__EXTRAIT DU TEXTE__.
•••••

Critique | Musique

Bobby Womack – The Bravest Man in the Universe

© Jamie-James Medina
Laurent Hoebrechts
Laurent Hoebrechts Journaliste musique

SOUL | Remis en selle par Damon Albarn, la légende Bobby Womack sort un grand album de soul moderne et crépusculaire.

BOBBY WOMACK, THE BRAVEST MAN IN THE UNIVERSE, DISTRIBUÉ PAR XL RECORDINGS. ****

Depuis une dizaine d’années, le procédé est devenu une figure de style en soi: de jeunes producteurs viennent au secours d’une vieille star, soit tombée dans l’oubli, soit rangée depuis longtemps au rayon tricard. Johnny Cash remis en selle pour une dernière ligne droite par Rick Rubin, Wanda Jackson produite par Jack White ou encore Gil Scott-Heron qui sort un ultime chef-d’oeuvre juste avant de passer l’arme à gauche… On peut d’ailleurs entendre sa voix en intro de Stupid, l’un des morceaux de The Bravest Man In The Universe, premier album de Bobby Womack depuis des lustres (un dernier essai sérieux au milieu des années 90).

L’homme est ce qu’on appelle une légende. Connu notamment pour le tube soul seventies Across 110th Street (merci Tarantino), il a pondu le premier hit des Rolling Stones (It’s All Over Now), collaboré et/ou écrit pour Aretha Franklin, Joe Tex, Wilson Pickett, Janis Joplin, Sly & The Family Stone… Bobby Womack est aussi un survivant: au compteur, une vie amoureuse tumultueuse (guitariste de Sam Cooke, il épousera sa veuve, trois mois après l’assassinat de son idole), une sévère addiction aux drogues dures, et dernièrement des ennuis de santé à répétition (sa bataille, gagnée, contre le cancer du côlon).

•••••

__DONNÉES FOURNIES__.
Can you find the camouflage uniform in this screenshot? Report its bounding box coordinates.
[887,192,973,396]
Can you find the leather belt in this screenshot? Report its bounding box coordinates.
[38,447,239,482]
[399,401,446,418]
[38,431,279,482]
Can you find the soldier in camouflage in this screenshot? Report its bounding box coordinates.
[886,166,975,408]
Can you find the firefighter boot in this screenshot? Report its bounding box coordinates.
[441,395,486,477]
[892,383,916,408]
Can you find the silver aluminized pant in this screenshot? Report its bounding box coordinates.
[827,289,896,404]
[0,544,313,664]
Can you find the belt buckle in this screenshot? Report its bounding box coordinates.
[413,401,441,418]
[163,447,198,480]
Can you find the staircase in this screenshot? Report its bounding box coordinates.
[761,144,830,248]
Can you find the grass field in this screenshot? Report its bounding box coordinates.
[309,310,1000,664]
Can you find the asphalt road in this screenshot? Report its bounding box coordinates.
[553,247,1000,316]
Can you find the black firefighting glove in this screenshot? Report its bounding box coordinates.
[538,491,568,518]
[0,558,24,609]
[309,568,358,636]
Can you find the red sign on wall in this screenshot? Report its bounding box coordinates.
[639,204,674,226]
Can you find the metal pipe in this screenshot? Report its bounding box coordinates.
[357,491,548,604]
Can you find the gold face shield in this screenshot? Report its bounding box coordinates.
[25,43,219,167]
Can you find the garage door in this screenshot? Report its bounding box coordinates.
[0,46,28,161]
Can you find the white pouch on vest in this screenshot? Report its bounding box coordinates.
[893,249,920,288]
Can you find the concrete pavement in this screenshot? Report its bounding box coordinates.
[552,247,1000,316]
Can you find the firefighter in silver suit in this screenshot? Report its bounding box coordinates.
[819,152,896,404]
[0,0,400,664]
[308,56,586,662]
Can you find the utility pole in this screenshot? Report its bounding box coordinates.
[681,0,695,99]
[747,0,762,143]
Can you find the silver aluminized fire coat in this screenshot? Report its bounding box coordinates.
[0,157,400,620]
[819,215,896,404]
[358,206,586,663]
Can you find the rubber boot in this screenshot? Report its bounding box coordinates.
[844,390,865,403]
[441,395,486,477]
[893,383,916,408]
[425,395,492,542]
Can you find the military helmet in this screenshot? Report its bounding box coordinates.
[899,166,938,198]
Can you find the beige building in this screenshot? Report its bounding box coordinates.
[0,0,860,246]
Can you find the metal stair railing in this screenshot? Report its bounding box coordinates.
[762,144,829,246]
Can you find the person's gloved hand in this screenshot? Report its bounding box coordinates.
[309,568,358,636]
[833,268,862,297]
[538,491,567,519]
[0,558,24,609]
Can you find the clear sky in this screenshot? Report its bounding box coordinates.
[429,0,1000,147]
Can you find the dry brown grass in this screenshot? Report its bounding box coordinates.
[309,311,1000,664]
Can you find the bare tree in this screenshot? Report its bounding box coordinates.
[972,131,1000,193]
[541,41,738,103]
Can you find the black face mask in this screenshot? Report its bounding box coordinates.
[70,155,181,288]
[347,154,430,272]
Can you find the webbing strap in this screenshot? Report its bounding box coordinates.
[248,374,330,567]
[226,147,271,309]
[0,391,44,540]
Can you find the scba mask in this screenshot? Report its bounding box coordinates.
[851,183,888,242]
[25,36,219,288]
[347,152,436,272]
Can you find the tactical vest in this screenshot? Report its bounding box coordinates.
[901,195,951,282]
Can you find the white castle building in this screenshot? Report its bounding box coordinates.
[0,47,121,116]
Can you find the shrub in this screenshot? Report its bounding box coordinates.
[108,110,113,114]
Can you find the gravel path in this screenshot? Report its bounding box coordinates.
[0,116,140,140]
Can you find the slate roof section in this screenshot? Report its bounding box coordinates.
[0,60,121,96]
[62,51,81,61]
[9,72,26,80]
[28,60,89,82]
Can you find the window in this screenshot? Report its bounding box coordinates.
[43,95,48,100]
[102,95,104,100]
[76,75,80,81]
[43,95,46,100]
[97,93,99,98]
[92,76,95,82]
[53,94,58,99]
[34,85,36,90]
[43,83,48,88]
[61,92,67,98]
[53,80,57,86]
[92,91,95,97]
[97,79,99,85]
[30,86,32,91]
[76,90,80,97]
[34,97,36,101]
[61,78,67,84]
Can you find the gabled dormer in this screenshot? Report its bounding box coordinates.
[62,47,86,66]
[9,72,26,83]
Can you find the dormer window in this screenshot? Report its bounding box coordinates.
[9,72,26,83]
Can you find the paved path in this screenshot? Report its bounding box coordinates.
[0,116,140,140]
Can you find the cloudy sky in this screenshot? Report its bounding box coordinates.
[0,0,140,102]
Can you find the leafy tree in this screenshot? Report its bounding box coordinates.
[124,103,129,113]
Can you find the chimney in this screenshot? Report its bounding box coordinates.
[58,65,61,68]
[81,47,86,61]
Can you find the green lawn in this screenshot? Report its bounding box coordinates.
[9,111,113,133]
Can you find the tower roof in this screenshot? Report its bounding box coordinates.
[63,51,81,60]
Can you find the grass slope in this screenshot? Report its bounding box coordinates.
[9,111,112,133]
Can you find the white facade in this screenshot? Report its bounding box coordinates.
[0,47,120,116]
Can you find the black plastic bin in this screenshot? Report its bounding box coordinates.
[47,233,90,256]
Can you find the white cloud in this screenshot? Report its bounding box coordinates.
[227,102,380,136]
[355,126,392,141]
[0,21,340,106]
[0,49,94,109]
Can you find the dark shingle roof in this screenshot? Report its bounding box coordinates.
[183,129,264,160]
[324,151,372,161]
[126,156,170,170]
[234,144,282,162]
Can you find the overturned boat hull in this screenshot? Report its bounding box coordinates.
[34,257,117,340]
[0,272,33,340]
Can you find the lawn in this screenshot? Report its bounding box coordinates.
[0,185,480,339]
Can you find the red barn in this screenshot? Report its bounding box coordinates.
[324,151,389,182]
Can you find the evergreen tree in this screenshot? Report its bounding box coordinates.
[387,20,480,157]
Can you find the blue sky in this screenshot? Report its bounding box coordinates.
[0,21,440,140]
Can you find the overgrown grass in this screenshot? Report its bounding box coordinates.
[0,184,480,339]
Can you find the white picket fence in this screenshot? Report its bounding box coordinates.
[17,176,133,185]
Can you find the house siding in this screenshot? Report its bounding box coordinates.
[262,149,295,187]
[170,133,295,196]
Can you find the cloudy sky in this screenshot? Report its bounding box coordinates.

•••••

Rédigez la suite de la critique consacrée à l'album The Bravest Man in the Universe de Bobby Womack, en reprenant immédiatement après sa dernière phrase.

Tire-larmes

Le voici aujourd’hui relancé grâce aux bons offices de Richard Russell (le patron de XL Recordings, déjà responsable du dernier Gill Scott-Heron) et Damon Albarn. Déjà sur le dernier album de Gorillaz, Bobby Womack avait fait une apparition remarquée (le morceau Stylo). A bien des égards, The Bravest Man In The Universe repart sur les mêmes bases. Womack geint des tire-larmes soul sur des programmations électroniques crépusculaires: le superbe Whatever Happened To The Times sonne par exemple comme une suite de Cloud of Unknowing. Mais l’exemple le plus brillant est certainement Please Forgive My Heart. « I’m a liar/I’m in a dream », chante celui qui a été élevé dans le gospel, sa voix granuleuse et écorchée donnant des frissons. Vous pouvez toujours chercher, mais il y a de fortes chances que vous n’entendiez rien d’aussi remuant cette année. Du coup, quand la hype Lana Del Rey vient donner la réplique sur Dayglo Reflection, le combat semble inégal (là où, par exemple, Fatoumata Diawara ne feint pas l’épaisseur des années qu’elle n’a pas, sur Nothin’ Can Save Ya). Alors, certes, l’album n’est pas parfait, n’étant pas tout à fait le chef-d’oeuvre annoncé. Mais même brouillé par un titre aussi inutilement sautillant que Love Is Gonna Lift You Up, The Bravest Man In The Universe reste un album soul unique de la part d’un artiste majeur.